# [INFORMATION SHOWN]
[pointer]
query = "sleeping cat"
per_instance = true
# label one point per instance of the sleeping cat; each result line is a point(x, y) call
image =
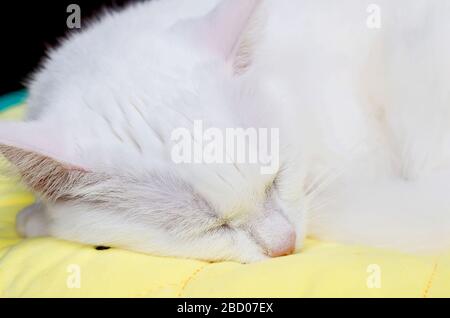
point(362, 110)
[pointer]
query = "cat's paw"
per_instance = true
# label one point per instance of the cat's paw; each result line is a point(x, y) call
point(32, 221)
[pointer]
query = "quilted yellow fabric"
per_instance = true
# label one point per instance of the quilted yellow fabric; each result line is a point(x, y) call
point(47, 267)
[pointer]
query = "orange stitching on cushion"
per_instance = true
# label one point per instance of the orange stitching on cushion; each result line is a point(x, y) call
point(190, 278)
point(430, 280)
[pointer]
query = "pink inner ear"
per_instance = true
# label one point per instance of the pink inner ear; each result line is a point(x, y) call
point(38, 138)
point(222, 29)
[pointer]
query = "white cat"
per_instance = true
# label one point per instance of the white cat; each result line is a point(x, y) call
point(363, 111)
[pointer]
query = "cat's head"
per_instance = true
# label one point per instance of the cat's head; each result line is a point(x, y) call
point(206, 211)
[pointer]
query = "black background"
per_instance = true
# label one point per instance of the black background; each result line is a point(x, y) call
point(29, 28)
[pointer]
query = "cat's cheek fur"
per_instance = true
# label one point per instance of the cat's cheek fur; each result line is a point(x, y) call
point(89, 225)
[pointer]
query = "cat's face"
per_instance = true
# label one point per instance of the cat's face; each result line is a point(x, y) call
point(122, 171)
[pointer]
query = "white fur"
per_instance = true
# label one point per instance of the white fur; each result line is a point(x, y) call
point(363, 113)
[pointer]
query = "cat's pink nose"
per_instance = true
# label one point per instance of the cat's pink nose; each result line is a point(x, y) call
point(286, 245)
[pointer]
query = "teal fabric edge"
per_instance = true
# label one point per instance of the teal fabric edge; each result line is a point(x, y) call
point(12, 99)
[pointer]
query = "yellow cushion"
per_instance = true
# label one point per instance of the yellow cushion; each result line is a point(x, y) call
point(48, 267)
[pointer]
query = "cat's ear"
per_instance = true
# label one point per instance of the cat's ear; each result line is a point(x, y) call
point(40, 158)
point(231, 31)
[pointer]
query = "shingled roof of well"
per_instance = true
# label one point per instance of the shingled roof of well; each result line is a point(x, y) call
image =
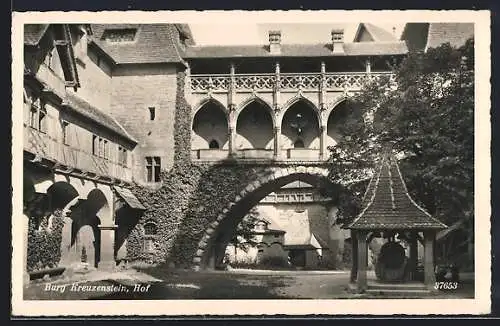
point(153, 43)
point(388, 205)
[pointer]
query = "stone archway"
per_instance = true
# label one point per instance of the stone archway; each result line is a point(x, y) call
point(218, 234)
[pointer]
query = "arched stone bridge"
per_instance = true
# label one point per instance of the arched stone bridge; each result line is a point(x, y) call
point(211, 246)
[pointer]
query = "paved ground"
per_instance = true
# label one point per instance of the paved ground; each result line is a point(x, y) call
point(159, 283)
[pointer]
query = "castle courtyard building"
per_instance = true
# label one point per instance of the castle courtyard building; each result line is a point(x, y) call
point(100, 121)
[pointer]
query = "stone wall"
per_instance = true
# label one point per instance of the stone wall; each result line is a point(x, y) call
point(135, 88)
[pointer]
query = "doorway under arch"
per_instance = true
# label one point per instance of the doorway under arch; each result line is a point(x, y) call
point(218, 235)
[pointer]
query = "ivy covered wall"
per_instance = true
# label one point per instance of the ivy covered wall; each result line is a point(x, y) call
point(44, 242)
point(190, 198)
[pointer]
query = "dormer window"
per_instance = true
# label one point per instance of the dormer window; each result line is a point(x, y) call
point(298, 144)
point(119, 35)
point(152, 113)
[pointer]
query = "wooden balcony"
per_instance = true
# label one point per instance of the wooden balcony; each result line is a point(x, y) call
point(268, 82)
point(252, 154)
point(302, 154)
point(209, 154)
point(257, 155)
point(43, 145)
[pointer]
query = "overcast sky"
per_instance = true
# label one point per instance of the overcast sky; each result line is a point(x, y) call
point(251, 33)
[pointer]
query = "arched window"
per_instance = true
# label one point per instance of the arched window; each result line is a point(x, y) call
point(150, 230)
point(299, 143)
point(213, 144)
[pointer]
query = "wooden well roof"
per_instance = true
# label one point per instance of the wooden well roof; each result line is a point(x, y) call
point(387, 205)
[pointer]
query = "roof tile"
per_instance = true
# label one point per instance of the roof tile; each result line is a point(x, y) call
point(454, 33)
point(297, 50)
point(388, 205)
point(154, 43)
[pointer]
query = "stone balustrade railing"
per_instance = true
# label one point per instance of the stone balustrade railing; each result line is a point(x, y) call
point(269, 82)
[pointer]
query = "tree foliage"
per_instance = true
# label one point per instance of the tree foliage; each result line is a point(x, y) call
point(425, 114)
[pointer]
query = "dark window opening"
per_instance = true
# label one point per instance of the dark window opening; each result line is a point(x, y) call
point(42, 120)
point(152, 113)
point(105, 149)
point(213, 144)
point(94, 145)
point(153, 169)
point(33, 117)
point(150, 228)
point(122, 156)
point(299, 143)
point(119, 35)
point(64, 126)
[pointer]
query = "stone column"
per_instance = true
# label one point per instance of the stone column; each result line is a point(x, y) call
point(231, 132)
point(413, 261)
point(107, 259)
point(26, 276)
point(322, 143)
point(368, 66)
point(362, 261)
point(429, 276)
point(354, 256)
point(277, 145)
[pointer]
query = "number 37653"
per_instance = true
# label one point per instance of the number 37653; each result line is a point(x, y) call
point(446, 285)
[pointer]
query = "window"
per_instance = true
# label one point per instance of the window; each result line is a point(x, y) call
point(152, 113)
point(33, 116)
point(122, 156)
point(49, 59)
point(119, 35)
point(153, 167)
point(100, 147)
point(105, 149)
point(213, 144)
point(95, 144)
point(38, 115)
point(150, 230)
point(42, 119)
point(298, 144)
point(64, 127)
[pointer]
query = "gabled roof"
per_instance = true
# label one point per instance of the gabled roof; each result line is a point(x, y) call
point(33, 33)
point(421, 36)
point(297, 50)
point(387, 205)
point(77, 104)
point(454, 33)
point(153, 43)
point(377, 34)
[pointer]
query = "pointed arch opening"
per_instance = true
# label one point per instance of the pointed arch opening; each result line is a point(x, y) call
point(272, 200)
point(210, 127)
point(85, 229)
point(336, 119)
point(254, 130)
point(300, 126)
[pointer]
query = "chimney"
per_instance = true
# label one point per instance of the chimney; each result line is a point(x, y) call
point(275, 42)
point(337, 40)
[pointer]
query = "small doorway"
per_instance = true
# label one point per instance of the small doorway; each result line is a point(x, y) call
point(297, 257)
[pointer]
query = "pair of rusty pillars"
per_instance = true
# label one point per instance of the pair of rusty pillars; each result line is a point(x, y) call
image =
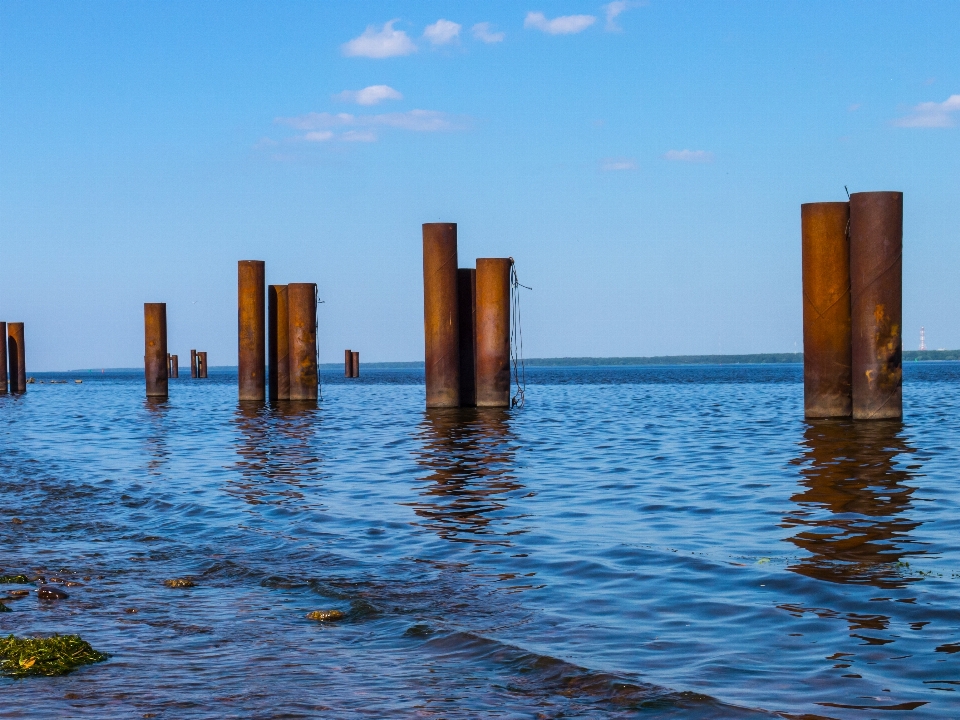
point(852, 307)
point(292, 312)
point(351, 363)
point(466, 318)
point(12, 354)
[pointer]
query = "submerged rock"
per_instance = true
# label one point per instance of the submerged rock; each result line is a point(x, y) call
point(45, 592)
point(179, 582)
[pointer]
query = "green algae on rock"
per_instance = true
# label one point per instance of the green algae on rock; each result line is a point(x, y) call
point(57, 655)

# [TASK BRIEF]
Leave every picture out and output the records exactly.

# [WRITTEN SOLUTION]
[pointer]
query = "sleeping cat"
per_instance = true
# label one point per instance of the sleeping cat; each result line is a point(x, y) call
image =
point(362, 110)
[pointer]
query = "cat's paw"
per_instance = true
# label one point per instance of the cat's paw; each result line is a point(x, y) call
point(32, 221)
[pointer]
query = "quilted yellow fabric"
per_instance = true
# label one point per instance of the quilted yellow fabric; each result line is a point(x, y) call
point(47, 267)
[pointer]
query = "orange stitching on cushion"
per_instance = true
# label one point per instance of the orange stitching on cushion; each result line is a point(x, y) call
point(190, 278)
point(430, 280)
[pointer]
query = "pink inner ear"
per_instance = true
# label one point per instance of the pink inner ear; each result line is a point(x, y) call
point(38, 138)
point(222, 29)
[pointer]
query = "white cat"
per_instance = true
# label one point per instance of the white cat; each result line is a point(x, y) call
point(363, 111)
[pointer]
query = "cat's head"
per_instance = true
# label one point per instance of the cat's head; each result line is a point(x, y) call
point(206, 211)
[pointer]
query = "black background"
per_instance = true
# label one point per instance of the black background; each result line is a point(x, y) call
point(29, 28)
[pointer]
query = "cat's cheek fur"
per_instance = true
# label one point per instance of the cat's cheek fur; each result line is a point(x, y) call
point(89, 225)
[pointer]
query = "cat's face"
per_instance = true
# label one point per instance of the cat's face; each result line is a point(x, y) call
point(122, 171)
[pointer]
query = "white fur"
per_instance = true
# label one point per instance of the white fur; each result line is a point(x, y) call
point(363, 113)
[pointer]
query = "cat's pink nose"
per_instance = true
# label one point per instance of the cat's pink nose; each result line is a point(x, y) call
point(286, 245)
[pointer]
query = "teal fabric edge"
per_instance = true
# label one point per instance of the teal fabric edge; each result line is a point(x, y) call
point(12, 99)
[pointer]
query = "yellow cushion"
per_instance = true
# label one point per instance of the yellow cushion; each result line is a point(x, y) call
point(48, 267)
[pointer]
query = "cat's ear"
per_instance = true
# label one point per instance of the cat's ear; each result line is a point(x, y) call
point(40, 158)
point(231, 31)
[pointer]
query = "shingled roof of well"
per_instance = true
# label one point per instance of the shingled roof of well; each result line is a point(x, y) call
image =
point(153, 43)
point(388, 205)
[pointer]
query = "stone archway"
per_instance = true
# label one point per instance of the stone archway; each result line is a point(x, y) call
point(218, 234)
[pointer]
query = "arched stone bridge"
per_instance = true
# label one point per instance of the arched stone bridge; each result line is a point(x, y) call
point(211, 246)
[pointer]
query = "paved ground"
per_instance = true
# label one point per instance of the paved ground; each result line is a point(x, y) call
point(159, 283)
[pointer]
query = "castle courtyard building"
per_instance = true
# label one point per instance of the castle courtyard building; each result line is a point(x, y) call
point(100, 121)
[pointer]
query = "stone wall"
per_instance = true
# label one point per instance of the stone wall; each result line is a point(x, y) call
point(135, 88)
[pointer]
query = "doorway under arch"
per_instance = true
# label one point per instance of the doorway under arch; each result line is a point(x, y) call
point(218, 235)
[pointer]
query = "ivy covered wall"
per_instance = true
# label one point per instance of the ivy covered wall; each result line is a point(x, y) call
point(44, 242)
point(190, 198)
[pointer]
query = "dormer window"
per_instance = true
# label one point per instance of the dormer window; each result line is a point(x, y) call
point(298, 144)
point(119, 35)
point(152, 113)
[pointer]
query = "wooden balcony"
per_instance = true
# label one point per instance of the wooden balcony; each result line is a point(x, y) call
point(268, 82)
point(252, 154)
point(302, 154)
point(209, 154)
point(257, 155)
point(43, 145)
[pointer]
query = "overcast sky"
per_instance = true
# label one point per instance of the overcast sky; each result line is a point(x, y) call
point(251, 33)
[pointer]
query = "arched window"
per_instance = true
# label one point per instance of the arched window; each result line is a point(x, y) call
point(150, 230)
point(299, 143)
point(213, 144)
[pointer]
query = "wooden well roof"
per_instance = true
# label one point per instance of the wooden well roof; each result line is a point(x, y) call
point(387, 205)
[pointer]
query = "roof tile"
per_instance = true
# label one point per instance of the roof tile; each result line is a point(x, y) call
point(454, 33)
point(297, 50)
point(388, 205)
point(154, 43)
[pointer]
query = "stone balustrade railing"
per_instance = true
# label one point per instance of the stone balustrade railing; each result line is a point(x, y) call
point(269, 82)
[pointer]
query = "tree foliage"
per_instance = true
# label one point per instance of the tree foliage; each result line is a point(x, y) call
point(425, 114)
[pointer]
query = "dark window opening"
per_instance = true
# label one point per instance of the dark window opening; each result line is a point(x, y) call
point(42, 120)
point(152, 113)
point(105, 149)
point(213, 144)
point(94, 145)
point(153, 169)
point(33, 117)
point(150, 228)
point(122, 156)
point(299, 143)
point(119, 35)
point(64, 126)
[pointer]
query = "stone column"
per_instance = true
# label one point per instance of the stone column; each result line is a point(x, y) call
point(231, 132)
point(413, 261)
point(107, 259)
point(26, 276)
point(322, 143)
point(368, 66)
point(362, 261)
point(429, 276)
point(354, 256)
point(277, 145)
[pointer]
query = "number 37653"
per_instance = true
# label one point per instance of the number 37653; each result line is a point(x, y) call
point(446, 285)
[pointer]
query = "window"
per_instance = true
# label one point per instance of the window; each result line is a point(x, y) call
point(152, 113)
point(33, 116)
point(122, 156)
point(49, 59)
point(119, 35)
point(153, 167)
point(100, 147)
point(105, 149)
point(213, 144)
point(95, 144)
point(38, 115)
point(150, 230)
point(42, 119)
point(298, 144)
point(64, 127)
[pointer]
query = "gabled roof"
per_instance = true
# label one point per instance of the gabled roof; each result line is a point(x, y) call
point(33, 33)
point(421, 36)
point(297, 50)
point(387, 205)
point(77, 104)
point(454, 33)
point(153, 43)
point(377, 34)
[pointer]
query = "pointed arch opening"
per_instance = true
# label one point per instance of the pointed arch opening; each result line is a point(x, y) call
point(272, 200)
point(210, 127)
point(85, 229)
point(336, 119)
point(254, 130)
point(300, 126)
[pointer]
query = "chimney"
per_instance = true
# label one point per instance of the chimney; each result line is a point(x, y) call
point(275, 42)
point(337, 40)
[pointer]
query = "small doorway"
per_instance = true
# label one point per instance of the small doorway; each result line is a point(x, y) call
point(297, 257)
[pointer]
query = "pair of rusty pillars"
per_instance = true
# label one point per instance of the pair of rusty pillars; each result line is a point(x, y) call
image =
point(852, 307)
point(292, 312)
point(351, 363)
point(466, 318)
point(12, 354)
[pointer]
query = "submerged rock"
per_instance = true
# label one point per instance of the submerged rock; each result line is a point(x, y) call
point(45, 592)
point(179, 582)
[pointer]
query = "green algae on rock"
per_instance = true
# label one point per instance of the green algae on rock; each result line is a point(x, y) call
point(57, 655)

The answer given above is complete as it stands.